Required work
Switch "bare shrub" to "dry shrub" everywhere in the listing and reproduce it otherwise unchanged, omitting the pictures.

[Excerpts from point annotation listing]
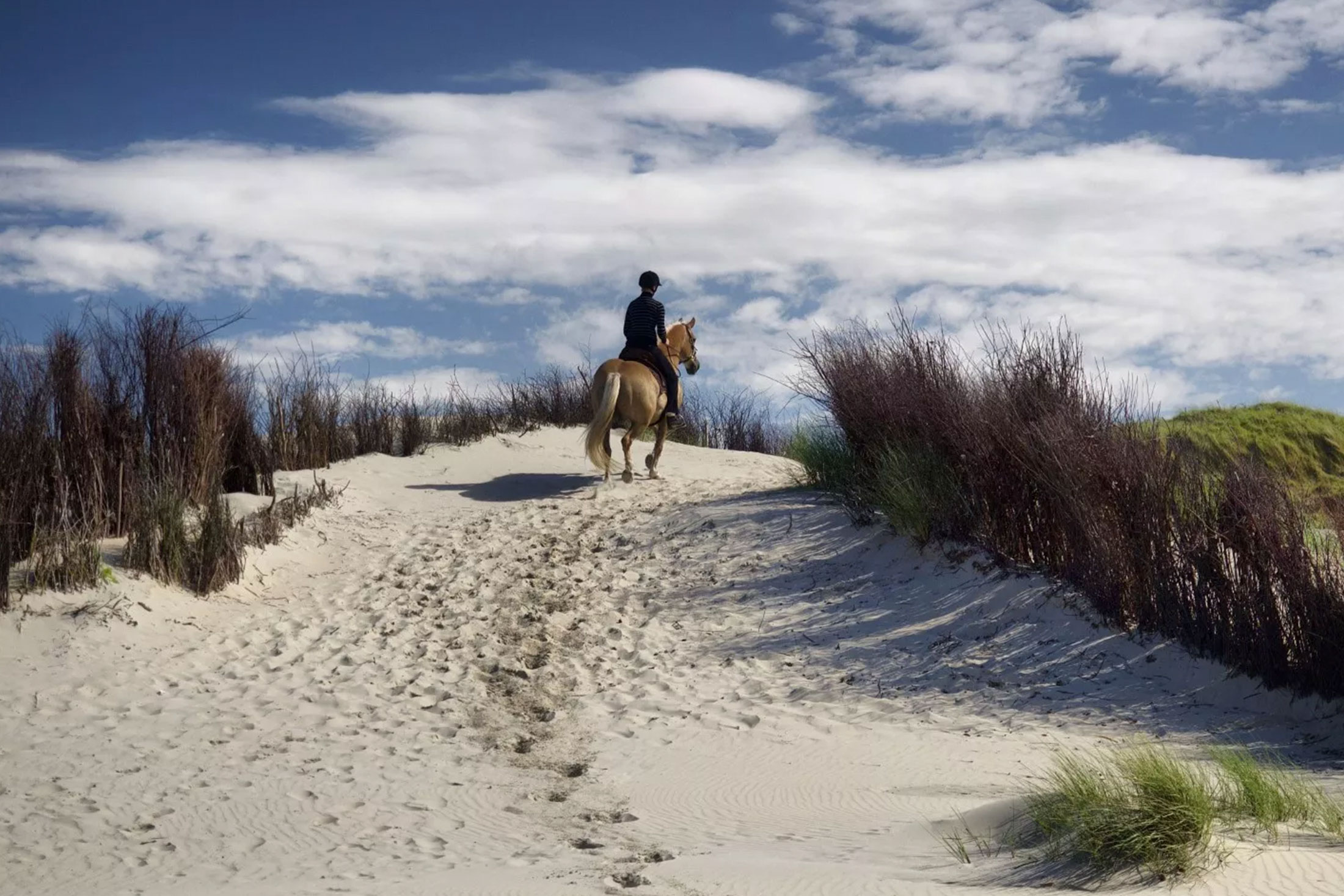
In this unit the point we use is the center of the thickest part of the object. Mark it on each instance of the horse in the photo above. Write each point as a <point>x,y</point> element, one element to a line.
<point>627,394</point>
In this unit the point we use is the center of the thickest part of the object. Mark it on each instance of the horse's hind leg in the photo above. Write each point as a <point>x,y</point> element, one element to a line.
<point>652,460</point>
<point>628,476</point>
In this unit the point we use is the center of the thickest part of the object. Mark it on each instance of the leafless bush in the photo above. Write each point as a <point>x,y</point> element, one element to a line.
<point>1043,467</point>
<point>741,421</point>
<point>371,415</point>
<point>304,401</point>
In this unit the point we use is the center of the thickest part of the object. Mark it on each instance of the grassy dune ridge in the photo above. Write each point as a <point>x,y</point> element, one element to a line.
<point>1210,528</point>
<point>133,425</point>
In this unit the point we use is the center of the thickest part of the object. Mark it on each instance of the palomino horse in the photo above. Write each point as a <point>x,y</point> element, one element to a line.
<point>627,394</point>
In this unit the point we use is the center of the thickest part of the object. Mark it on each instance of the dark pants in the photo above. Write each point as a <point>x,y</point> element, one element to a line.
<point>640,352</point>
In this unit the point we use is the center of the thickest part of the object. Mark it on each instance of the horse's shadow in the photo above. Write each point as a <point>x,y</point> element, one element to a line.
<point>518,487</point>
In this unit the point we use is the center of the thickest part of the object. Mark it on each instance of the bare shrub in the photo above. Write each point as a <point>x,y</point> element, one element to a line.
<point>741,421</point>
<point>1026,457</point>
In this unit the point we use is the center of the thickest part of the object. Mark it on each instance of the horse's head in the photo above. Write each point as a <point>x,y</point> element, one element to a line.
<point>682,344</point>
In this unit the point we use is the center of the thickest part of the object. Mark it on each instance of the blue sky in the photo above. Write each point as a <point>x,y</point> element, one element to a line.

Solution for this problem
In this unit the point we use is the center of the thickest part of the object. Mark it on each instance of the horse in the photo above. Write each point as a <point>x,y</point> element, one element to a line.
<point>627,394</point>
In this unit the point we use is the center of the thickest part of the object. Mark it on each instance of the horse's hind leg in the photo above. Write each point as a <point>x,y</point> element, one element to a line.
<point>652,460</point>
<point>628,476</point>
In this unit the point we use is the center of the thickest part of the object. Mark it on each instance of the leafless bush in the photo above. Write each point as a <point>x,y</point> element, one element to a line.
<point>1043,467</point>
<point>741,421</point>
<point>371,415</point>
<point>304,401</point>
In this unit the point we use is the center of the thickest part of the object. Mark it on each instance of the grassy dune ridge in the photo above. Write each point as a <point>x,y</point> element, one element to a line.
<point>1210,528</point>
<point>133,425</point>
In this unit the point we use is the center of the thickest part of the object. Mark it on each instance of the palomino horse in the photo above. Write each point as a <point>x,y</point> element, one element to a line.
<point>627,394</point>
In this unit the point we use is the center of the thickest part of the object. Mark it on each instance of the dark pants in the photo above. Write each point as a <point>x,y</point> element, one element to a line.
<point>640,352</point>
In this unit the point we use is the center of the thickest part of the object. Mark it on each instance of the horse's shadow in the photo above. Write each point as a <point>x,y</point> element, one element to a line.
<point>518,487</point>
In this unit the point we use is the center of the thickest part of the object. Mark it on each instance of the dry shrub in the photo above. Write each point as a <point>x,y</point> element, one element to a line.
<point>741,421</point>
<point>1026,457</point>
In this unit the point we use is the center of the thickest part of the object. Mark it on each instance of the horse's head in the photo above. Write each point as a <point>x,y</point> element, one element to a line.
<point>682,344</point>
In this unit the point we use is the center of the thickest part of the object. Mark it on each instance of the blue sky in the photo above. Write each point as a <point>x,y</point> element, one element to a line.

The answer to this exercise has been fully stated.